### TASK DIRECTIONS
In the data below, find the line containing "Where can the grass verge", then set down that line and every later line up to and including the line containing "<point>177,235</point>", exactly.

### DATA SECTION
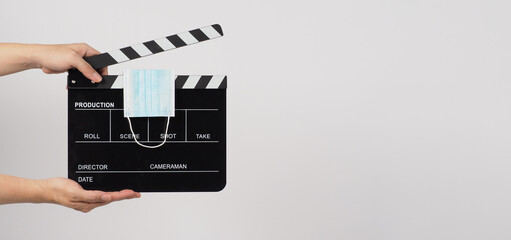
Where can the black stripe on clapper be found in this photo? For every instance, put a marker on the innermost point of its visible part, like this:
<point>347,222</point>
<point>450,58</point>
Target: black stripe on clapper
<point>176,41</point>
<point>199,35</point>
<point>223,85</point>
<point>101,60</point>
<point>218,29</point>
<point>130,53</point>
<point>180,81</point>
<point>203,82</point>
<point>153,47</point>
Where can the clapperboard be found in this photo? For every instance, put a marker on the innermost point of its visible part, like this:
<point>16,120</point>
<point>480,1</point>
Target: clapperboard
<point>102,153</point>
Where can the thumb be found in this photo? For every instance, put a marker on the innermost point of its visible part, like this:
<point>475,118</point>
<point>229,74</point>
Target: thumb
<point>94,196</point>
<point>87,69</point>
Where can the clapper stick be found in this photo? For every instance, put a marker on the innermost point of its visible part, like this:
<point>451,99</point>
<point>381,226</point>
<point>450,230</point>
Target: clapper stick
<point>155,46</point>
<point>77,80</point>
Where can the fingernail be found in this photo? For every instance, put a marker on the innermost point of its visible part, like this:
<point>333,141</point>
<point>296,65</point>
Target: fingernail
<point>96,77</point>
<point>105,197</point>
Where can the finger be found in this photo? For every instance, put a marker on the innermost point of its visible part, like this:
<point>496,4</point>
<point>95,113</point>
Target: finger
<point>49,71</point>
<point>93,196</point>
<point>88,50</point>
<point>124,194</point>
<point>103,71</point>
<point>87,69</point>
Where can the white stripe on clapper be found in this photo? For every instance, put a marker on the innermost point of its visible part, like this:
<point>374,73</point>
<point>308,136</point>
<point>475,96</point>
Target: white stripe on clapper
<point>210,32</point>
<point>141,49</point>
<point>215,81</point>
<point>165,44</point>
<point>188,38</point>
<point>118,56</point>
<point>191,82</point>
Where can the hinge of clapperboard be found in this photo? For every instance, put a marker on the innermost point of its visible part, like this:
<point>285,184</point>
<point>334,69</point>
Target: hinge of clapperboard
<point>76,80</point>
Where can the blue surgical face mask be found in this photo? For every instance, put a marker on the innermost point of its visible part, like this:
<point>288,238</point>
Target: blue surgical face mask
<point>148,93</point>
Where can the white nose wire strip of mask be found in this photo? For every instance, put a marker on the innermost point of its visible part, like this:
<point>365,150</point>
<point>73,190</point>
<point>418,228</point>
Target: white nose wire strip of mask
<point>157,146</point>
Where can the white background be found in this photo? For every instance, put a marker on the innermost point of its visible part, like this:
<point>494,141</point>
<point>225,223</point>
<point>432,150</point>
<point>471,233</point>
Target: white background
<point>346,119</point>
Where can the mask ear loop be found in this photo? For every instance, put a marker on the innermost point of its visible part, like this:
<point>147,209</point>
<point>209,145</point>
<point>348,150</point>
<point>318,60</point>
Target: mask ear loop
<point>157,146</point>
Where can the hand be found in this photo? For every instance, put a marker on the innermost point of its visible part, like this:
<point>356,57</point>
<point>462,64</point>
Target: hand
<point>62,57</point>
<point>68,193</point>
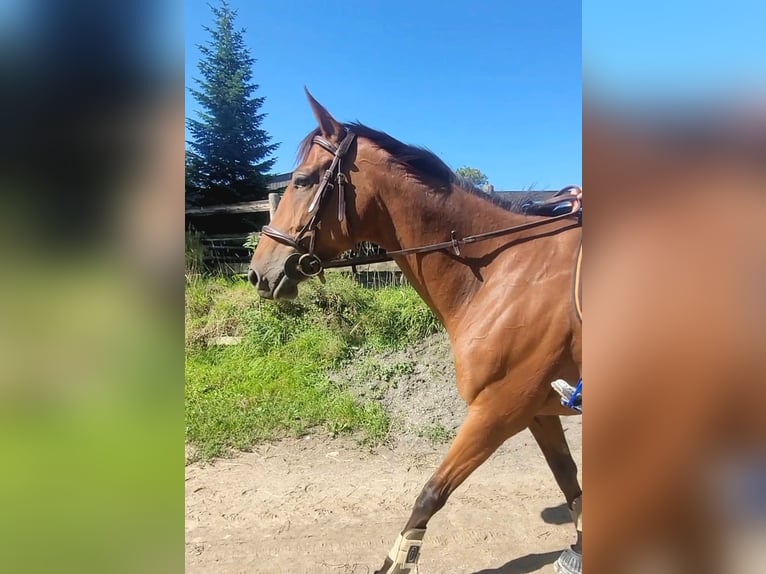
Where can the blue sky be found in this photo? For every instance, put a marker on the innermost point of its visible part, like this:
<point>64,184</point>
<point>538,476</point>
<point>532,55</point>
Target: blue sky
<point>494,85</point>
<point>684,50</point>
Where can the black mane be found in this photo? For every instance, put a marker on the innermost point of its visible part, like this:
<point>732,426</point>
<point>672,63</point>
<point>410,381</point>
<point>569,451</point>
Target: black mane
<point>425,165</point>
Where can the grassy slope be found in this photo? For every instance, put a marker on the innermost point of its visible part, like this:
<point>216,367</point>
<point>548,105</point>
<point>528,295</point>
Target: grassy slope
<point>274,383</point>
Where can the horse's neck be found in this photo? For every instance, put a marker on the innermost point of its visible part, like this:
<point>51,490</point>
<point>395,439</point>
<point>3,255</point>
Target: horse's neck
<point>418,218</point>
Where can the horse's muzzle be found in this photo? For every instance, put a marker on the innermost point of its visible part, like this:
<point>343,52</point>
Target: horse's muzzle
<point>300,266</point>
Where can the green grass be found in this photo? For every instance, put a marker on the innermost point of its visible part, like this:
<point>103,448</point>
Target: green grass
<point>275,383</point>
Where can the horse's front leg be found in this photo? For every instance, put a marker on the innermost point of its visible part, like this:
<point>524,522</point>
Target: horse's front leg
<point>549,435</point>
<point>481,433</point>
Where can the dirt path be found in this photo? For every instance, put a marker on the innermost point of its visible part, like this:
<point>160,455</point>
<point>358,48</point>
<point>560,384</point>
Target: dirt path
<point>320,505</point>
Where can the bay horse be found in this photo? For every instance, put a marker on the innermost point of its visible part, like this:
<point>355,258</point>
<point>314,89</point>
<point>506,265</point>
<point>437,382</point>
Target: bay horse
<point>505,299</point>
<point>676,338</point>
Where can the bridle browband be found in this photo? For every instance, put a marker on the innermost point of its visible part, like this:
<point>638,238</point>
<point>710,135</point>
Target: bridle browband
<point>305,263</point>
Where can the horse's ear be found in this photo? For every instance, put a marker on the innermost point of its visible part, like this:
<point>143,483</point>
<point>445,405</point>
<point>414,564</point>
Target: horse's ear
<point>327,124</point>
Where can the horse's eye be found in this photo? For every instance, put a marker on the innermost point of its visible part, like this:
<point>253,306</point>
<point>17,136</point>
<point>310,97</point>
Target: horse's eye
<point>301,181</point>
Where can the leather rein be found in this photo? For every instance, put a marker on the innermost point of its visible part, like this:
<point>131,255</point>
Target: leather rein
<point>305,263</point>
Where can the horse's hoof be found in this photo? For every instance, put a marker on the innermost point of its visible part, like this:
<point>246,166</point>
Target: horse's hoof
<point>570,562</point>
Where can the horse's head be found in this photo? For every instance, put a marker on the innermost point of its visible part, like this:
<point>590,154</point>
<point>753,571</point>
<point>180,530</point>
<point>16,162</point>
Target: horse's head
<point>310,225</point>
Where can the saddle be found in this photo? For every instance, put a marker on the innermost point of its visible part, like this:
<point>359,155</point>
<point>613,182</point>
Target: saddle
<point>562,201</point>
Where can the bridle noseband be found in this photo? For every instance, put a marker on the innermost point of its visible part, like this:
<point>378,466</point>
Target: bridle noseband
<point>305,262</point>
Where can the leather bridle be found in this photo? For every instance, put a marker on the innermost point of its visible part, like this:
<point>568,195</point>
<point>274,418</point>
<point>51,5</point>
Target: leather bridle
<point>305,263</point>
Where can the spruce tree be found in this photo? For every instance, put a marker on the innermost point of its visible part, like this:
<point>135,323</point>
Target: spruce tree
<point>228,157</point>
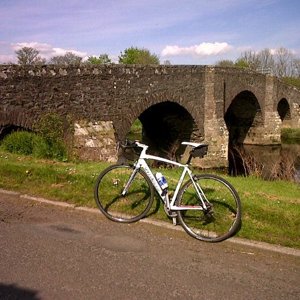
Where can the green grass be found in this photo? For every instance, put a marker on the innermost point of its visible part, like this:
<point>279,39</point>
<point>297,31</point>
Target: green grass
<point>271,209</point>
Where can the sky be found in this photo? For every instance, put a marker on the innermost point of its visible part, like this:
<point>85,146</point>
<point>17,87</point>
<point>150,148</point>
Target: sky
<point>180,31</point>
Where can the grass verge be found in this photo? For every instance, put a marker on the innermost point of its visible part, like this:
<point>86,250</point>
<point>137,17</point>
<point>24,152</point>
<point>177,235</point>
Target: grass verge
<point>271,209</point>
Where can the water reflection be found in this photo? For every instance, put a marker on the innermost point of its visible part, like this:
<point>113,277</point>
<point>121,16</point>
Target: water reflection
<point>270,162</point>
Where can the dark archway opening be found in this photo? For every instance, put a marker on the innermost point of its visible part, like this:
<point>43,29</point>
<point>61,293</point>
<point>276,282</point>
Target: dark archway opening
<point>164,126</point>
<point>243,113</point>
<point>283,109</point>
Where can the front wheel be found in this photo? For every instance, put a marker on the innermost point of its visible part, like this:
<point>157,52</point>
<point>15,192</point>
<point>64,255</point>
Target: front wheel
<point>120,206</point>
<point>221,220</point>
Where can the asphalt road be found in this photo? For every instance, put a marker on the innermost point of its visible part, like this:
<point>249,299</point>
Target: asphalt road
<point>56,252</point>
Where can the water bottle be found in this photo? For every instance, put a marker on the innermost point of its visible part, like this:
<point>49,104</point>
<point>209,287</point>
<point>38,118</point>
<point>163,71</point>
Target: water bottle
<point>162,183</point>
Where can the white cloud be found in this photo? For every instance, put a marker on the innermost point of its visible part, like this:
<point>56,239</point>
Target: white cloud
<point>203,49</point>
<point>46,50</point>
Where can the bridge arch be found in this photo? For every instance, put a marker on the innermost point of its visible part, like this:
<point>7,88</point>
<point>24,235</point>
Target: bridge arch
<point>165,124</point>
<point>243,113</point>
<point>14,121</point>
<point>284,111</point>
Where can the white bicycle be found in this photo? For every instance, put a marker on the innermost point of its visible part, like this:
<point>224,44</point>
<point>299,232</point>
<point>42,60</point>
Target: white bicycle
<point>206,205</point>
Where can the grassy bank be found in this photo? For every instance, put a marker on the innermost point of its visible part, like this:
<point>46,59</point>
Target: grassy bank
<point>271,210</point>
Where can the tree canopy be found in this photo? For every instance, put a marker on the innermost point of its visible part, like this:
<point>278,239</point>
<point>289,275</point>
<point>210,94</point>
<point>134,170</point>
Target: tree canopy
<point>68,59</point>
<point>102,59</point>
<point>134,55</point>
<point>29,56</point>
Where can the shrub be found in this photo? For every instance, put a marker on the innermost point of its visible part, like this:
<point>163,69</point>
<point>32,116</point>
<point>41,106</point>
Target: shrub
<point>20,142</point>
<point>29,143</point>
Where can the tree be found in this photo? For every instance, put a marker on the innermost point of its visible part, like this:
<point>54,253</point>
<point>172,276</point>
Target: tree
<point>101,60</point>
<point>68,59</point>
<point>134,55</point>
<point>248,59</point>
<point>29,56</point>
<point>283,62</point>
<point>225,63</point>
<point>266,60</point>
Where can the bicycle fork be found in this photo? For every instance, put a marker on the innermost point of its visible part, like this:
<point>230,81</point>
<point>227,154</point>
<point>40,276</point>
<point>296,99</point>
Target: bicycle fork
<point>126,188</point>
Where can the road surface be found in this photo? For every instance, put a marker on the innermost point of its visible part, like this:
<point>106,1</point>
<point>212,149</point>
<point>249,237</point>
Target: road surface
<point>56,252</point>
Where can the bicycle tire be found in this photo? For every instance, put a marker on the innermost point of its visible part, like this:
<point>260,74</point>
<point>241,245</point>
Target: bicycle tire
<point>125,209</point>
<point>223,222</point>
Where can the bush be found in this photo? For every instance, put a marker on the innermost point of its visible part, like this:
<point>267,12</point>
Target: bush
<point>29,143</point>
<point>20,142</point>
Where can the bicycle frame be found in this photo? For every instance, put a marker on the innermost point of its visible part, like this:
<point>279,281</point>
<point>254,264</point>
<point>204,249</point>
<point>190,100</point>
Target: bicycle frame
<point>141,163</point>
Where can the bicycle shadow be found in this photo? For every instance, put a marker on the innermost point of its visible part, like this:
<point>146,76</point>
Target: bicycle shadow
<point>13,292</point>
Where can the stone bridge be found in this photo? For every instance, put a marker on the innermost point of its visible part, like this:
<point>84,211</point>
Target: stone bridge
<point>221,106</point>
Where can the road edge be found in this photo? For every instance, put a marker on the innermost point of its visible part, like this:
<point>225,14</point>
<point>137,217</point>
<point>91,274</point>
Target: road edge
<point>241,241</point>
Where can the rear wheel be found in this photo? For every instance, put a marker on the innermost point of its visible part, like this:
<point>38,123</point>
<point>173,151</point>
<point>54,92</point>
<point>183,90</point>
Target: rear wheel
<point>219,222</point>
<point>132,206</point>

### SOLUTION FOR THIS TASK
Where can the grass verge be found in this photo? For every instance, put a marker on the innermost point of its visible part, like this:
<point>86,250</point>
<point>137,17</point>
<point>24,152</point>
<point>177,235</point>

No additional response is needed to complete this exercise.